Balanced tourism recovery a key to future Caribbean growth

Frank Comito
Frank Comito

The challenge that is now facing almost every Caribbean nation is how best to recover the tourism economy without which future economic growth and sustainable tax revenues will be all but impossible.

The COVID-19 pandemic has shuttered the industry, made hundreds of thousands of workers unemployed, pushed many hotels, airlines and cruise companies into financial meltdown, and caused travellers to fear placing themselves at risk in any situation where public health cannot be guaranteed.

According to Frank Comito, the CEO and Director General of the Caribbean Hotel and Tourism Association (CHTA) 87% of Caribbean hotels have suspended operations and are not accepting guests. His initial estimates indicate that from March to mid-April the industry lost US$1.3bn in room cancellations and Caribbean Government’s total tax revenue on visitor spend may have fallen by around US$0.5bn.

For the Caribbean, the most tourism dependent region of the world, the obvious consequence is an urgent need to consider when it can reopen for business, how it positions itself when international travel again becomes possible, and how it should adapt its offering.

Some Caribbean countries, most notably Jamaica, are already well ahead of the curve. It has established a multi-disciplinary task force to determine not just how and when to bring visitors back and to ask difficult questions about its tourism model.

Jamaica’s Minister of Tourism, Edmund Bartlett, says that the new group will be asked to establish a realistic view of the tourism baseline that Jamaica has to recover from; give consideration to multiple alternative versions of the island’s tourism future; establish as far as possible a time line; and develop a strategic posture for the journey back, taking account of national imperatives and scenarios. He also believes there is a need for strategies that create a much closer integration with agriculture and data-led thinking about market development.

It is an approach that recognises that tourism and the way it recovers will not be as before and that much more thought needs to be given to forms of sustainability and better-balanced economies.

Nonetheless, the greatest immediate challenge, absent either a vaccine and/or some form of reliable visitor health certification, is that the virus could asymptomatically be imported into the region from countries that have not done enough, have failed to deliver an efficient response, or are simply in denial.

Without a vaccine, such an eventuality will remain politically and electorally sensitive for several years and have xenophobic implications. It will also impact on the frequency of air and sea lift, foreign relations, public health policy, taxation, food security, insurance provisions, and much else, well before the marketing specialists are able to address consumer perception.

Jim Hepple of Tourism Analytics in Aruba believes that governments will be so concerned about importing the virus that US residents in particular travelling to and from the Caribbean will require government approved health documentation to board flights and pass immigration, and on return to the US may for a period be subject to some sort of quarantine, making questionable the idea of a short or even two week vacation

Although regional tourism has a proven ability to recover from crises, and industry optimists are hoping to see visitors return this coming winter season based on the region’s recovery after 9/11 and the 2017/18 global financial crisis, these inflection points provide little guide to where the world economy and by extension where tourism now is. At best, the world and send markets are about to enter a recession or worse, and as polls show would be travellers have become fearful of leaving their own country: factors that suggest that the time horizon for the start not the end of Caribbean recovery may be as late as the fall or winter of 2021.

TASKS FOR THIS EXERCISE —
(a) Return the part of the Caribbean tourism article that begins at the words that have "Jamaica’s Minister of" and stops after "about market development.".
(b) Resume the Caribbean tourism article from the point where it stops.

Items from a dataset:
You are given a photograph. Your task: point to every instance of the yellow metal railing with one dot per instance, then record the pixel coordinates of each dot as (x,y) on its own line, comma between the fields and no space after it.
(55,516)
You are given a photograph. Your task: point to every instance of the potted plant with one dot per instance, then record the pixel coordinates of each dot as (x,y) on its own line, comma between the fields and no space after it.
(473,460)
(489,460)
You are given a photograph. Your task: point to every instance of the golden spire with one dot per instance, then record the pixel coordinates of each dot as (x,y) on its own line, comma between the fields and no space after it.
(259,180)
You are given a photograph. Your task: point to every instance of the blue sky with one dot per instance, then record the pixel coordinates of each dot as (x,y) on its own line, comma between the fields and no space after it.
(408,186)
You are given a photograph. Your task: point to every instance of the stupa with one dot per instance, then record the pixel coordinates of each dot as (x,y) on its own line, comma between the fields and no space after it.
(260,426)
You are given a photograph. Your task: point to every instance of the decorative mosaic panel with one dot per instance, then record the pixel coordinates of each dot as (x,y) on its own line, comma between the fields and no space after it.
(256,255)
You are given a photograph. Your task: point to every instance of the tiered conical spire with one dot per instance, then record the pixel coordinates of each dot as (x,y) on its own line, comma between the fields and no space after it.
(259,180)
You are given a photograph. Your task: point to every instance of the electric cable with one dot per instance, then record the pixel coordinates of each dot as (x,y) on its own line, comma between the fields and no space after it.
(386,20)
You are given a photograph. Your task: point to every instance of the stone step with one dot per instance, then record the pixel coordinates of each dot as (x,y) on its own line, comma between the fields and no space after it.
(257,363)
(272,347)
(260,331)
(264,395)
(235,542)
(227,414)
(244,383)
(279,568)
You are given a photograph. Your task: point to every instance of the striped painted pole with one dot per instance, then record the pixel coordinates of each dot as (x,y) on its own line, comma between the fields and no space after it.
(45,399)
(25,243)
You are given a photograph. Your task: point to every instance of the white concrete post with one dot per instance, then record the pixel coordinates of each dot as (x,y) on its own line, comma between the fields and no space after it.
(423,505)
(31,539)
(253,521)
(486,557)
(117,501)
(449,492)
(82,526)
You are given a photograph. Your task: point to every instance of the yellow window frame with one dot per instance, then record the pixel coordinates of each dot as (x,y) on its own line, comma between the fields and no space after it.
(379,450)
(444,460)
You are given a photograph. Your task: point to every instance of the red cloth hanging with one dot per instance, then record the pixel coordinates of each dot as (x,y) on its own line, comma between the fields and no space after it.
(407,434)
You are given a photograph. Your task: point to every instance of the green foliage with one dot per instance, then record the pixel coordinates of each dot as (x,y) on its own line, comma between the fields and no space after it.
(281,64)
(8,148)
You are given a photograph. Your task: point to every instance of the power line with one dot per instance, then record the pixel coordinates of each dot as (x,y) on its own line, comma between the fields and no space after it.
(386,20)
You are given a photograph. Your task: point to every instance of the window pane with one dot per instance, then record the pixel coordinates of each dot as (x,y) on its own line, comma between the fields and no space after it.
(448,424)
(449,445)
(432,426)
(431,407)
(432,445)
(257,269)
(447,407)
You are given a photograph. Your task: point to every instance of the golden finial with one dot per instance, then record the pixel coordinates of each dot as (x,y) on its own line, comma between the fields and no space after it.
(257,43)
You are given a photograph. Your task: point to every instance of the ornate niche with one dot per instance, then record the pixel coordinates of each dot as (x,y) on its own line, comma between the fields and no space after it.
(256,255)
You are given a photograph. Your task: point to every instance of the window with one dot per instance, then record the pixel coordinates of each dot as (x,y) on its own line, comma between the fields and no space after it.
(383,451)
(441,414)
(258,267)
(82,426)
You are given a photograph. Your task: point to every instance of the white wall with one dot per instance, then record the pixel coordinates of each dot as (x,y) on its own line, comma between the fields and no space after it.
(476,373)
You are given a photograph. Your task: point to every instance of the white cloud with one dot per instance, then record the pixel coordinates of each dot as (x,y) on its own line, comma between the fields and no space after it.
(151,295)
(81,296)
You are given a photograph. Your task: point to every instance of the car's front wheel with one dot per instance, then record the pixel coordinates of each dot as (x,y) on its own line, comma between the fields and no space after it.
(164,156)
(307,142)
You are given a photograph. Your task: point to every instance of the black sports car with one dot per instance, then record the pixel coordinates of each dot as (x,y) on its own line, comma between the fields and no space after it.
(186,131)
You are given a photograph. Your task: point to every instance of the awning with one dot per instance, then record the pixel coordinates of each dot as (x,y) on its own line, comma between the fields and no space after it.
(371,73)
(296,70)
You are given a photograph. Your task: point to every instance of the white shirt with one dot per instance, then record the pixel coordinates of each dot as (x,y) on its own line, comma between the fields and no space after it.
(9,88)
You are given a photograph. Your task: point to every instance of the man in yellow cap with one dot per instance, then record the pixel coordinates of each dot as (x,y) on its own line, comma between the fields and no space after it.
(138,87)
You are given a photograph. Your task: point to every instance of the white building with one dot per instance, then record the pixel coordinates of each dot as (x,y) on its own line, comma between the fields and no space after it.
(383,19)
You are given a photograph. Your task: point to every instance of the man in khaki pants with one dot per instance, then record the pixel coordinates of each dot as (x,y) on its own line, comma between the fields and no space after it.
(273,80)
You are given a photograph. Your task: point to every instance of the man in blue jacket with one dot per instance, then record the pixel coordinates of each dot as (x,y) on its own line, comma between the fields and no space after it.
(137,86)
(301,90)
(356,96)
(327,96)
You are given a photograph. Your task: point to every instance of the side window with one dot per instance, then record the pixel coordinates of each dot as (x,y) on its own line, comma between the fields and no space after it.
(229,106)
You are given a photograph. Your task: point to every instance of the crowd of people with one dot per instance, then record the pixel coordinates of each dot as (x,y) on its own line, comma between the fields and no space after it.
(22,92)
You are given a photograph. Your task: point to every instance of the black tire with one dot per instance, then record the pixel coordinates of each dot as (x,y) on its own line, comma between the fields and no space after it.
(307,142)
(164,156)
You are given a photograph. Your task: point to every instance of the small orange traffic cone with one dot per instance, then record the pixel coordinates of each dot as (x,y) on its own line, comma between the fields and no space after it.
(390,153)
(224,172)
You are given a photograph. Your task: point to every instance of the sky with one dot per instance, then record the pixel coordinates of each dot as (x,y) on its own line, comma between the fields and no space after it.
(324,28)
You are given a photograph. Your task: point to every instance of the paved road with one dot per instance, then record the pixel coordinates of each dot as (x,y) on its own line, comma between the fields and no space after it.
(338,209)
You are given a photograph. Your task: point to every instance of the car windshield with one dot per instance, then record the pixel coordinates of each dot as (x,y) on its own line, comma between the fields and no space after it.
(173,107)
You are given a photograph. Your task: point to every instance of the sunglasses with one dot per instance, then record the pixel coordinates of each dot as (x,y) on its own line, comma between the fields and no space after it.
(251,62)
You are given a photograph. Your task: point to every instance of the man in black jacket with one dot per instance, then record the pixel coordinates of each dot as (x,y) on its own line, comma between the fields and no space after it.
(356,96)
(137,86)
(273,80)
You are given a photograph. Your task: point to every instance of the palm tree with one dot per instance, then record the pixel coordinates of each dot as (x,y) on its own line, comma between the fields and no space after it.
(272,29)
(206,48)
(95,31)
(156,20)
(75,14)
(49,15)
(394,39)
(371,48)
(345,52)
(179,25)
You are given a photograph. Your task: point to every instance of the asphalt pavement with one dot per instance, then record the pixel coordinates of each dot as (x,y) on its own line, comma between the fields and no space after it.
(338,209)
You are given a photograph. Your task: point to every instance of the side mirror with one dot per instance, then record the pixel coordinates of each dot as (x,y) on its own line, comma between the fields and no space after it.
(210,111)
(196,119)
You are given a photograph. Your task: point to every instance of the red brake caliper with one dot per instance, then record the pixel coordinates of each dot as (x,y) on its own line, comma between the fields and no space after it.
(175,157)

ANSWERS FOR EACH ITEM —
(a)
Jamaica’s Minister of Tourism, Edmund Bartlett, says that the new group will be asked to establish a realistic view of the tourism baseline that Jamaica has to recover from; give consideration to multiple alternative versions of the island’s tourism future; establish as far as possible a time line; and develop a strategic posture for the journey back, taking account of national imperatives and scenarios. He also believes there is a need for strategies that create a much closer integration with agriculture and data-led thinking about market development.

(b)
As Australia and New Zealand have already indicated, it is also quite possible that governments in the region’s major source markets may not immediately encourage external travel, preferring first to incentivise staycations in order to stimulate domestic economic growth and protect public health.

It may also be the case that not every category of visitor the Caribbean has welcomed in the past will wish to or be able to travel. Older travellers may be reluctant and may no longer be able to obtain medical or travel insurance for nations deemed to be at higher risk. Moreover, hotels and other visitor facilities may be cautious about litigation and insurance should the virus reappear in a manner traceable to one of their properties or facilities.

There is also much to be considered in relation to the cruise lines. The first post-pandemic requirement will be to stimulate employment and tax-generating long-stay land-based tourism, then after that to develop a unified regional response to the cruise company’s divisive approach to destinations.

While acknowledging their value, Frank Comito points out the cruise lines need to be better regional players. The Caribbean he says, “will have to explore whether it has the collective will to address from an equity perspective the role of the cruise sector vis-a-vis land-based tourism in its many forms”.

More generally the outlook for a rapid global economic recovery and the return of international tourism  is not promising.

Marla Dukharan, one of the region’s leading economists, expects a recession and almost every Caribbean economy to contract causing Governments to have to become more important as drivers of economic activity, needing to come together to find common regional economic solutions involving support from the IMF and others. She also believes that “tourism activity and the businesses which depend even partly on tourists will not see their levels of revenue recover for years to come”.

Addressing all these and other issues will require much thought, joined up local and regional responses, a high degree of realism about how Caribbean tourism markets will reopen, and most likely fierce global competition as all nations see visitors as a means to rapidly power future economic growth.

Just as importantly, the crisis facing the sector offers an opportunity to governments and international financial institutions to think long and hard about how to rebalance Caribbean economies, so that the region in the longer term is much less reliant on the fortunes of a single sector.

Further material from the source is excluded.